*READING TEXT*.
....
Intra-seasonal trends of cryoconite bacterial communities on an Alpine Glacier

In the current context of climate change, the study of cryospheric environments is becoming increasingly important. While it was originally believed that these natural systems were unable to support life, it is now well known that they represent microbial biodiversity hot spots. To better understand the dynamics and drivers that regulate the cryospheric microbial communities inhabiting cryoconite holes throughout the melting season, 60 samples were collected from an alpine glacier (Jamtalferner, Austrian Alps), consisting of sediment and supernatant water from June to September 2022. The present study harnesses the power of long-read Nanopore 16S rRNA sequencing, flow cytometry for cell counting in supra-glacial water, and a technique for estimating bacterial productivity of cryoconite sediment based on ³H-Leucine incorporation.

The results of bacterial abundance and productivity showed numbers ranging from 64.000 (early July) to 300.000 cells/mL (early August). Levels of bacterial productivity were shown peaking in early June and early August (ranging from 10^-8 - 10^-5 gC/g ww·h), especially at the beginning of the season and during late July - early August, but, unlike the community structure, they suggest no distinctive trends. On the other hand, the significance of the observed trends in microbial ecology was investigated by means of Generalized Linear (Mixed) Models. It revealed a globally increasing diversity along the season for all alpha diversity indices, and a strong presence of cyanobacteria, mainly belonging to the family Leptolyngbyales, which decreased along the season in favor of Proteobacteria (Polaromonas sp.) and Bacteroidetes (fam. Chitinophagaceae). This highlights a fully-fledged ecological succession despite the harsh environmental conditions and the relatively short intra-seasonal time frame.
....
*Source records*.
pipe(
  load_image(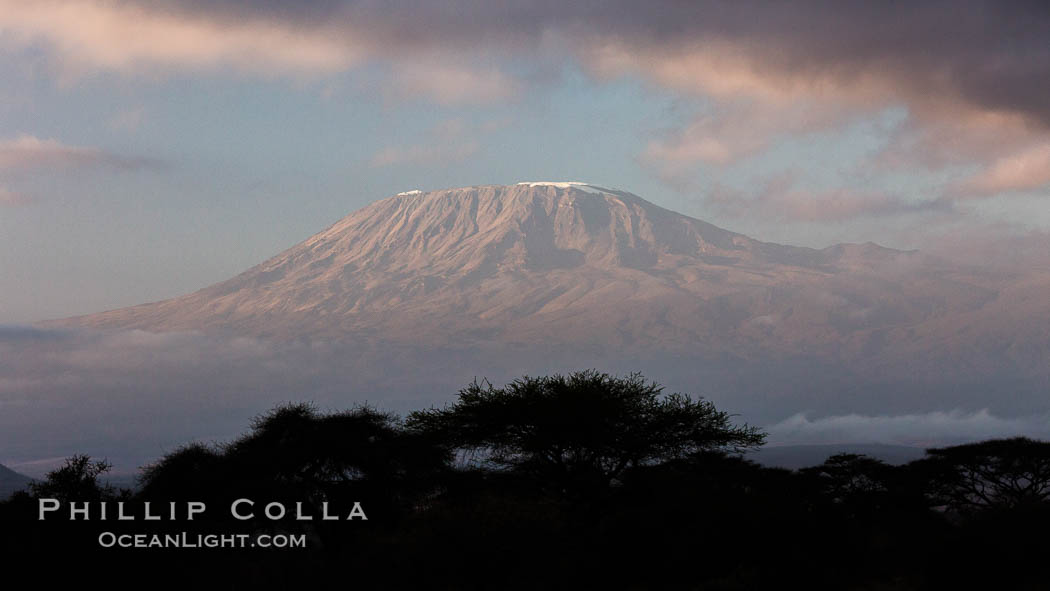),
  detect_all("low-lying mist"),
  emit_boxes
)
[0,326,1050,476]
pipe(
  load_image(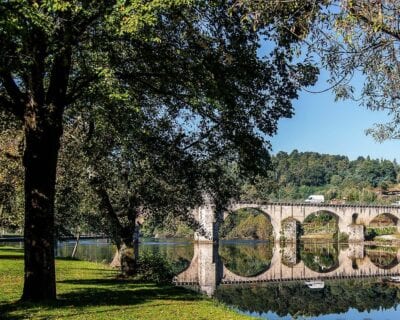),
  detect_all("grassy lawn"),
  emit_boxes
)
[0,247,255,320]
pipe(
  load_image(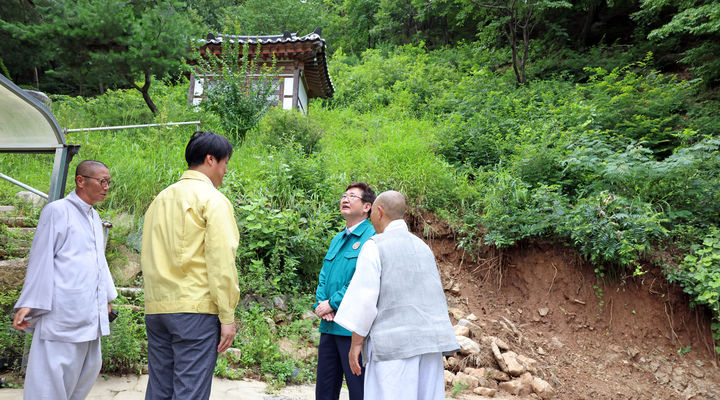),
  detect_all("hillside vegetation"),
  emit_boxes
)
[0,1,720,383]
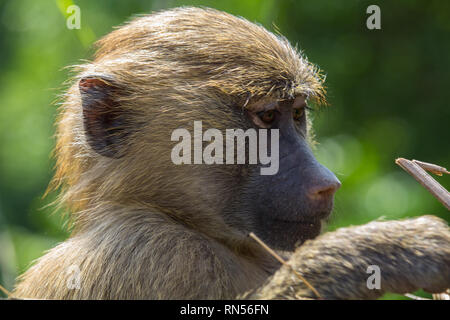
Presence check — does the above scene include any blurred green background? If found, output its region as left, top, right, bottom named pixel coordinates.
left=0, top=0, right=450, bottom=298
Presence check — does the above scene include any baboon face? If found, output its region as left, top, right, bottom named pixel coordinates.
left=241, top=96, right=340, bottom=250
left=68, top=8, right=340, bottom=250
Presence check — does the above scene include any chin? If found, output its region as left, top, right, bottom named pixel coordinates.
left=261, top=219, right=325, bottom=251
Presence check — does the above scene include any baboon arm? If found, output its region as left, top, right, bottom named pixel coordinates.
left=248, top=216, right=450, bottom=299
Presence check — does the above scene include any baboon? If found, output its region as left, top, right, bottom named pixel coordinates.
left=13, top=7, right=450, bottom=299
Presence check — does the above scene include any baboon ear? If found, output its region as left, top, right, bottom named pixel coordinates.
left=78, top=76, right=128, bottom=158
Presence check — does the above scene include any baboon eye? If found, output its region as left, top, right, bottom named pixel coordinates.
left=293, top=108, right=305, bottom=121
left=258, top=110, right=275, bottom=123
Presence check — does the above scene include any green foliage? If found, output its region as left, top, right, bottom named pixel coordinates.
left=0, top=0, right=450, bottom=298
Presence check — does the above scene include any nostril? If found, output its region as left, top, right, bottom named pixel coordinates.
left=308, top=181, right=341, bottom=199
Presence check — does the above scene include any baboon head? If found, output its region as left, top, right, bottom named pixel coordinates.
left=53, top=8, right=339, bottom=250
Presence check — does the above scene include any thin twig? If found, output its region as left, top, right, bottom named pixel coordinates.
left=412, top=159, right=450, bottom=176
left=395, top=158, right=450, bottom=210
left=249, top=232, right=321, bottom=299
left=404, top=293, right=431, bottom=300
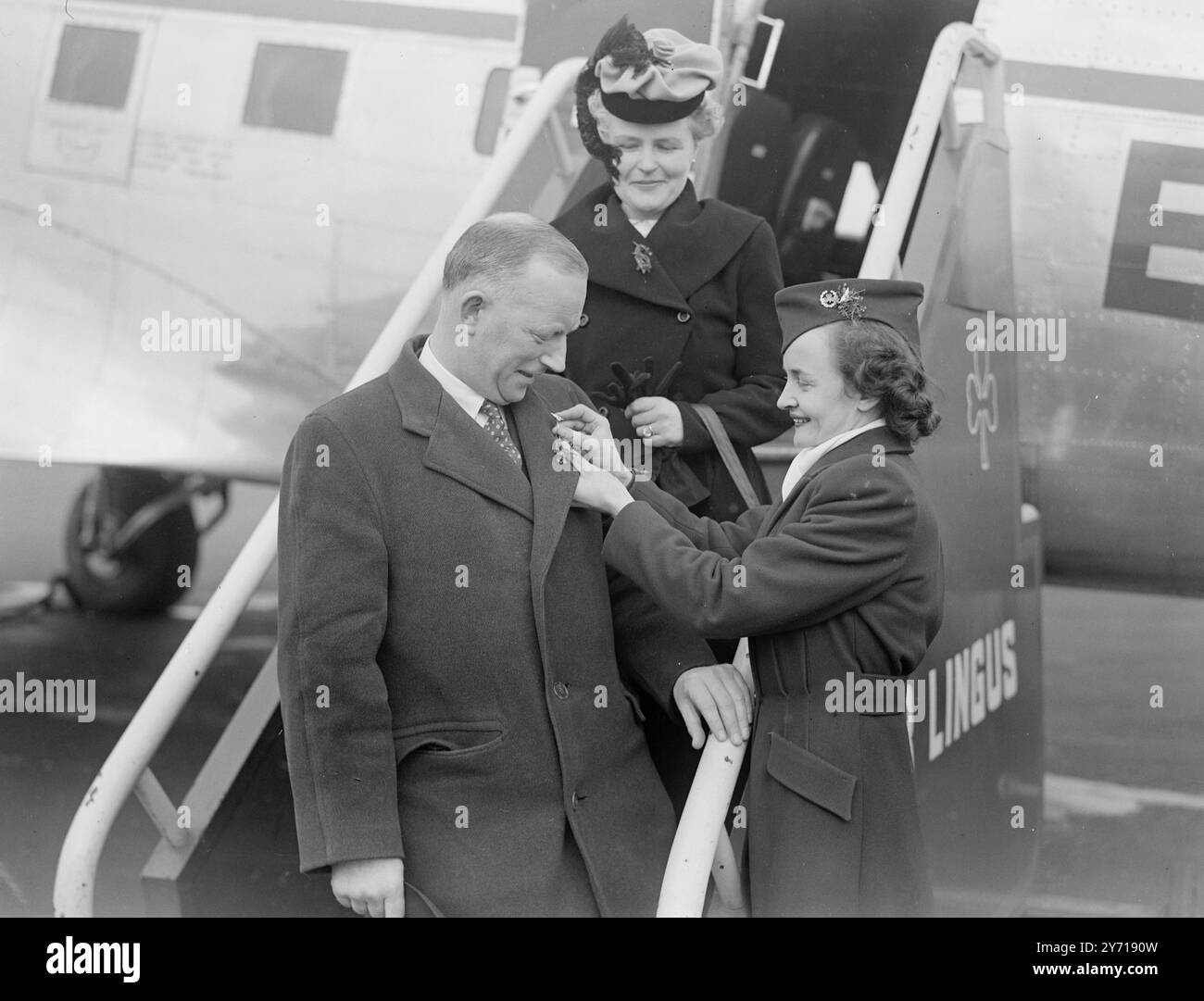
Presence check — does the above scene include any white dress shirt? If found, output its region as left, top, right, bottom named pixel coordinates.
left=782, top=418, right=886, bottom=501
left=418, top=338, right=488, bottom=427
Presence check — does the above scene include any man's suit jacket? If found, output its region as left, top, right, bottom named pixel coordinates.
left=603, top=429, right=944, bottom=916
left=280, top=342, right=713, bottom=916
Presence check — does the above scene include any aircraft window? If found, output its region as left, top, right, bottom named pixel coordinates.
left=242, top=42, right=346, bottom=136
left=51, top=24, right=139, bottom=108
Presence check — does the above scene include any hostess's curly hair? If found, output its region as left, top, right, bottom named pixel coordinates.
left=575, top=15, right=723, bottom=178
left=832, top=319, right=940, bottom=442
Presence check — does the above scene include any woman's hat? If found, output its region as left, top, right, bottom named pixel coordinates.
left=773, top=278, right=923, bottom=358
left=594, top=28, right=723, bottom=124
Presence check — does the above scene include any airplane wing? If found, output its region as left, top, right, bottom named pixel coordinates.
left=0, top=198, right=356, bottom=482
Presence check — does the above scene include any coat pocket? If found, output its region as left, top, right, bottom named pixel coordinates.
left=393, top=719, right=506, bottom=761
left=622, top=684, right=646, bottom=725
left=766, top=732, right=858, bottom=820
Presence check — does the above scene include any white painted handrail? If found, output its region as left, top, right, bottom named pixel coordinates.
left=859, top=21, right=1004, bottom=278
left=657, top=23, right=1004, bottom=918
left=55, top=53, right=584, bottom=918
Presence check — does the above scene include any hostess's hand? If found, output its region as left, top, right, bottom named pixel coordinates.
left=555, top=432, right=633, bottom=518
left=673, top=664, right=753, bottom=751
left=553, top=403, right=610, bottom=441
left=622, top=395, right=685, bottom=449
left=330, top=859, right=406, bottom=918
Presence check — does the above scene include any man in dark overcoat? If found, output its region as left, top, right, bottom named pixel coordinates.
left=280, top=216, right=751, bottom=916
left=565, top=279, right=944, bottom=917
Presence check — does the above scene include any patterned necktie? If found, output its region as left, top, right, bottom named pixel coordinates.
left=481, top=399, right=522, bottom=469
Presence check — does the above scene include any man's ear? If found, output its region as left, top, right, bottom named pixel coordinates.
left=460, top=289, right=485, bottom=331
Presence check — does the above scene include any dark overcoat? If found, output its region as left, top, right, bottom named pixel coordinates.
left=553, top=181, right=790, bottom=519
left=280, top=342, right=713, bottom=916
left=603, top=429, right=944, bottom=916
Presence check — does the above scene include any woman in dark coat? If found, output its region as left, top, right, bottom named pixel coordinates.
left=560, top=281, right=944, bottom=916
left=553, top=18, right=789, bottom=519
left=553, top=18, right=789, bottom=812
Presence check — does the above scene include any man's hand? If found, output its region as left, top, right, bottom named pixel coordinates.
left=622, top=395, right=685, bottom=449
left=673, top=664, right=753, bottom=751
left=330, top=859, right=406, bottom=918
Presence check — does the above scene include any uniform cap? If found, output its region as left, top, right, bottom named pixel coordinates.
left=774, top=278, right=923, bottom=357
left=594, top=28, right=723, bottom=124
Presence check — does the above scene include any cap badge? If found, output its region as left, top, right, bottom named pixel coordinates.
left=631, top=240, right=653, bottom=274
left=647, top=39, right=674, bottom=69
left=820, top=285, right=866, bottom=320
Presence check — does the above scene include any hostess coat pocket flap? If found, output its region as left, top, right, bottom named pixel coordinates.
left=766, top=732, right=858, bottom=820
left=393, top=719, right=506, bottom=763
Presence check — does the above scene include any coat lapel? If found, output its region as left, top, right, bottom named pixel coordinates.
left=512, top=386, right=578, bottom=599
left=557, top=181, right=759, bottom=313
left=389, top=338, right=534, bottom=519
left=758, top=427, right=914, bottom=538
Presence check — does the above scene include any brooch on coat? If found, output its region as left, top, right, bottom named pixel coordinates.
left=631, top=240, right=653, bottom=274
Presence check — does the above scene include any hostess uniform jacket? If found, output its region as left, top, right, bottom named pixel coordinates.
left=603, top=429, right=944, bottom=916
left=278, top=342, right=713, bottom=916
left=553, top=181, right=790, bottom=518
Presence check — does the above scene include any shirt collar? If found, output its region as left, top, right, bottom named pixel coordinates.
left=418, top=338, right=485, bottom=423
left=782, top=418, right=886, bottom=501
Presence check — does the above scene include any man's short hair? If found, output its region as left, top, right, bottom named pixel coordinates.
left=443, top=212, right=589, bottom=291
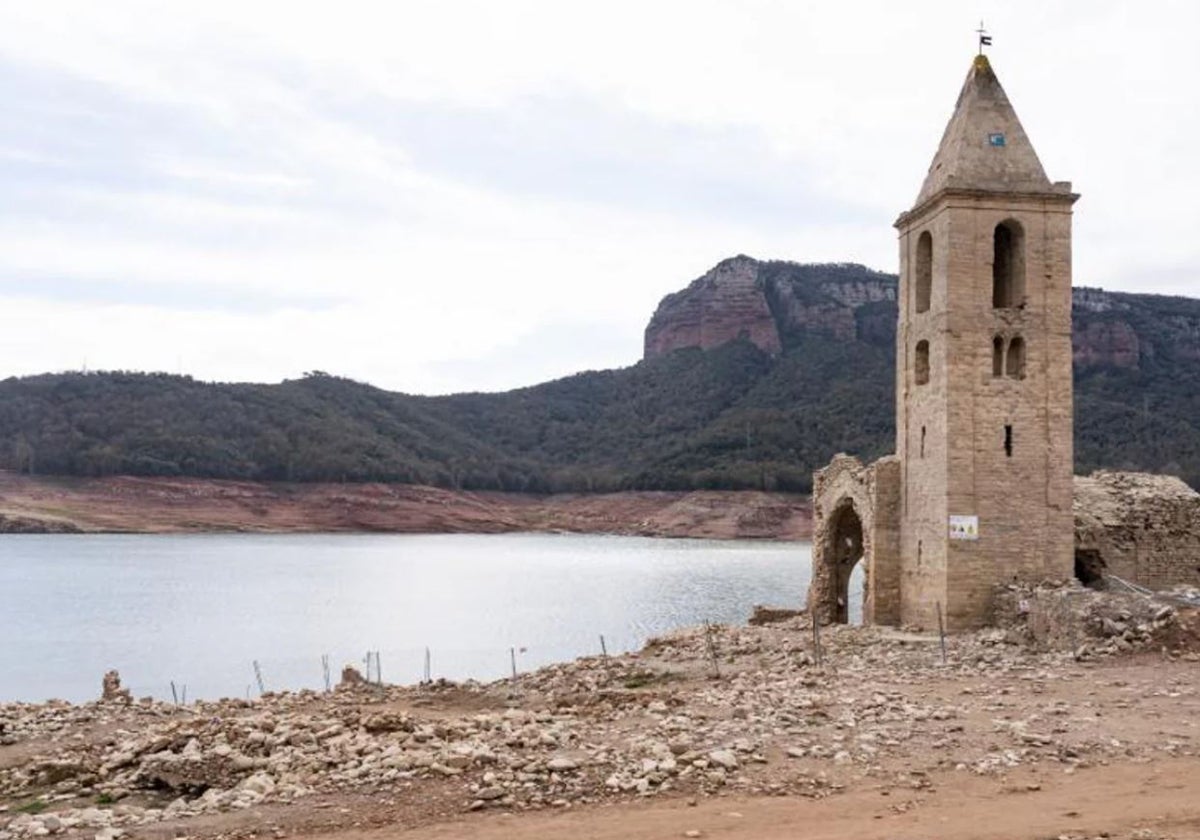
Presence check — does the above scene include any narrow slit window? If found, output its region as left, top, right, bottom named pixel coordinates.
left=1004, top=336, right=1025, bottom=379
left=913, top=341, right=929, bottom=385
left=991, top=218, right=1025, bottom=310
left=914, top=230, right=934, bottom=312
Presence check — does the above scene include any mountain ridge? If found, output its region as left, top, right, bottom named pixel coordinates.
left=0, top=254, right=1200, bottom=493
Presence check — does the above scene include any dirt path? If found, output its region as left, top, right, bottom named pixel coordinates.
left=381, top=758, right=1200, bottom=840
left=0, top=619, right=1200, bottom=840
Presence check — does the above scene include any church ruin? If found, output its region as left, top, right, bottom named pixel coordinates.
left=809, top=54, right=1079, bottom=630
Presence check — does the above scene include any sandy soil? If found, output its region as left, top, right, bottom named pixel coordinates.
left=376, top=760, right=1200, bottom=840
left=0, top=472, right=812, bottom=539
left=0, top=617, right=1200, bottom=840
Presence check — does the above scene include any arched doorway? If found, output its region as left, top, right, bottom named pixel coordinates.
left=826, top=499, right=865, bottom=624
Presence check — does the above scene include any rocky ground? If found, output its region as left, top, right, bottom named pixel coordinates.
left=0, top=470, right=812, bottom=540
left=0, top=587, right=1200, bottom=840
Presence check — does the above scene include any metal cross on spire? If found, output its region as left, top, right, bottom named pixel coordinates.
left=976, top=20, right=991, bottom=55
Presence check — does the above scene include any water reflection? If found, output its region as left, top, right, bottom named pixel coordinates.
left=0, top=534, right=844, bottom=701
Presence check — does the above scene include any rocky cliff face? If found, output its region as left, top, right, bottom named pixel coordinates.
left=644, top=257, right=782, bottom=359
left=644, top=256, right=896, bottom=359
left=644, top=256, right=1200, bottom=371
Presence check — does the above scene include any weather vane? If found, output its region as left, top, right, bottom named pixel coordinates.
left=976, top=20, right=991, bottom=55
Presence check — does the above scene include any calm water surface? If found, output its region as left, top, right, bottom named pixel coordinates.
left=0, top=534, right=857, bottom=701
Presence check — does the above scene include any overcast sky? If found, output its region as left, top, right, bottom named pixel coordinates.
left=0, top=0, right=1200, bottom=394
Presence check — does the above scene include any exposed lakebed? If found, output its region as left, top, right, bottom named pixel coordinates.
left=0, top=534, right=844, bottom=701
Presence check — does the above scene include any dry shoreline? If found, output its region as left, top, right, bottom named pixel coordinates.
left=0, top=607, right=1200, bottom=840
left=0, top=470, right=812, bottom=540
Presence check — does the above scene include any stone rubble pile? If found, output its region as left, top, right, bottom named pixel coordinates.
left=0, top=604, right=1195, bottom=840
left=995, top=581, right=1181, bottom=659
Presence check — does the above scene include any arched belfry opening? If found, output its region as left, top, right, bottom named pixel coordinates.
left=827, top=499, right=865, bottom=624
left=1004, top=336, right=1025, bottom=379
left=912, top=338, right=929, bottom=385
left=991, top=218, right=1025, bottom=310
left=913, top=230, right=934, bottom=312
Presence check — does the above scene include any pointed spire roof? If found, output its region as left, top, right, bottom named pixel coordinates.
left=917, top=54, right=1069, bottom=206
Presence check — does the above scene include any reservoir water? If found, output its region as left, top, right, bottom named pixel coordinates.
left=0, top=534, right=844, bottom=701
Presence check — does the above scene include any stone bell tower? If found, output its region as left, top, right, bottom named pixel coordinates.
left=895, top=55, right=1078, bottom=629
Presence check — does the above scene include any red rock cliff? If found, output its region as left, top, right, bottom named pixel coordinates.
left=644, top=257, right=781, bottom=359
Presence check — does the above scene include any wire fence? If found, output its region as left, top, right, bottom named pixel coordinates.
left=114, top=634, right=646, bottom=703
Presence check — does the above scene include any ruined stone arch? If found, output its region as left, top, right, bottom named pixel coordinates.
left=809, top=455, right=899, bottom=624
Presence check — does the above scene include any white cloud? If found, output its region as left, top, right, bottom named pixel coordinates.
left=0, top=0, right=1200, bottom=391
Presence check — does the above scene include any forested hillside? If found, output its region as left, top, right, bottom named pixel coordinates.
left=0, top=258, right=1200, bottom=492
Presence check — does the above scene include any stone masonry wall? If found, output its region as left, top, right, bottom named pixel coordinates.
left=1074, top=470, right=1200, bottom=589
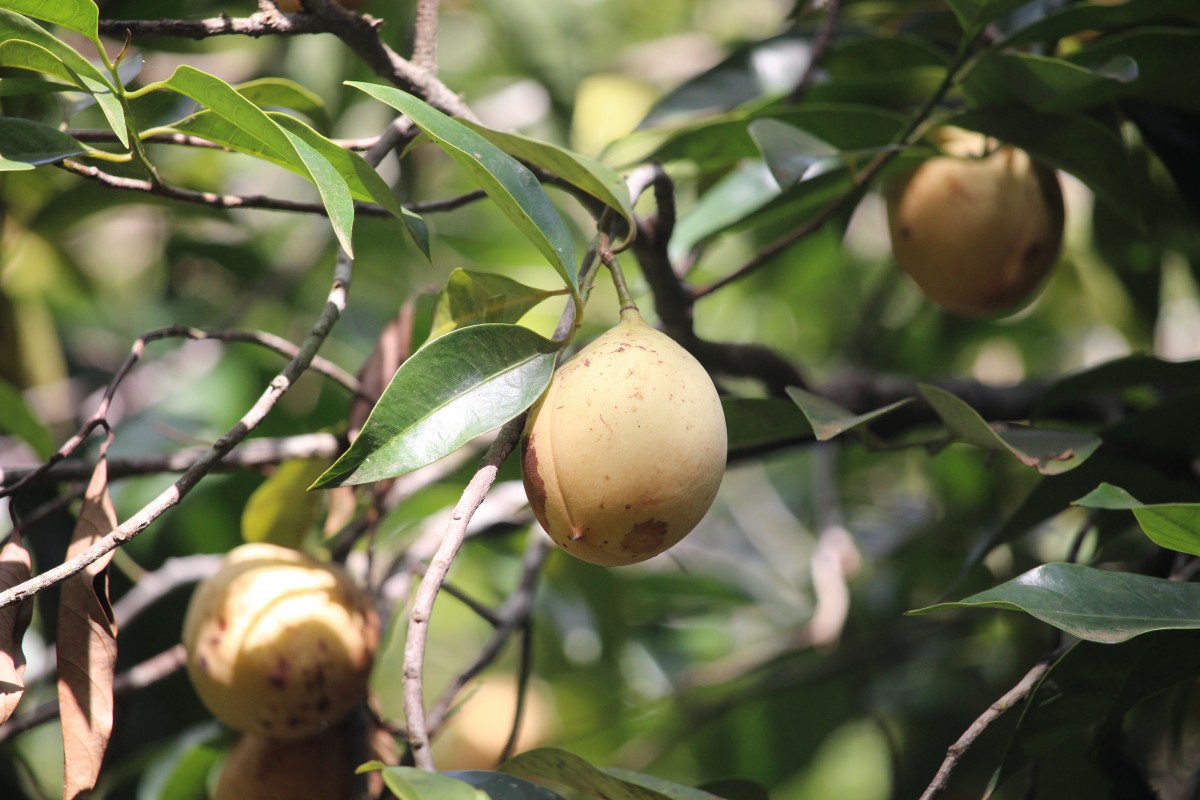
....
*PROBLEMS TO WORK ON*.
#1 Return everything in the cryoconite study text from "In the current" down to "on ³H-Leucine incorporation.", copied word for word.
#2 Resume the cryoconite study text from where it stops.

*ANSWERS BY ITEM*.
#1
In the current context of climate change, the study of cryospheric environments is becoming increasingly important. While it was originally believed that these natural systems were unable to support life, it is now well known that they represent microbial biodiversity hot spots. To better understand the dynamics and drivers that regulate the cryospheric microbial communities inhabiting cryoconite holes throughout the melting season, 60 samples were collected from an alpine glacier (Jamtalferner, Austrian Alps), consisting of sediment and supernatant water from June to September 2022. The present study harnesses the power of long-read Nanopore 16S rRNA sequencing, flow cytometry for cell counting in supra-glacial water, and a technique for estimating bacterial productivity of cryoconite sediment based on ³H-Leucine incorporation.

#2
The ongoing climate change scenario represents a clear threat to the communities inhabiting the supraglacial environments due to the faster ice melting rates observed on low altitude glacial tongues. While the long-term repercussions are somewhat difficult to envision and quantify, what we currently know is that the (deriving) functional losses encompass different aspects, such as carbon fixation by cyanobacteria (estimated in the tens of thousands of tons worldwide for non-Antarctic cryoconites alone). Also, bacteria are able to degrade persistent organic pollutants from agricultural use like pesticides, or, more generally, to handle a variety of compounds as growing substrates, due to the otherwise environmental scarcity they are subjected to. In this sense, along with the ice, a plethora of filter ecosystems are quickly disappearing. The natural continuation of our study is to directly analyze the expressed activities compared to the genomic potential shown by these communities (genomics versus transcriptomics), extending the field of application to extreme latitudes (East Antarctica). Finally, to pinpoint the provenance of the various components of the aforementioned communities, sampling the bioaerosols insisting on these glacial areas and backtracking the air masses’ trajectories will provide us with the last piece of the puzzle, to understand the assembly processes that lead to the observed ecological configurations.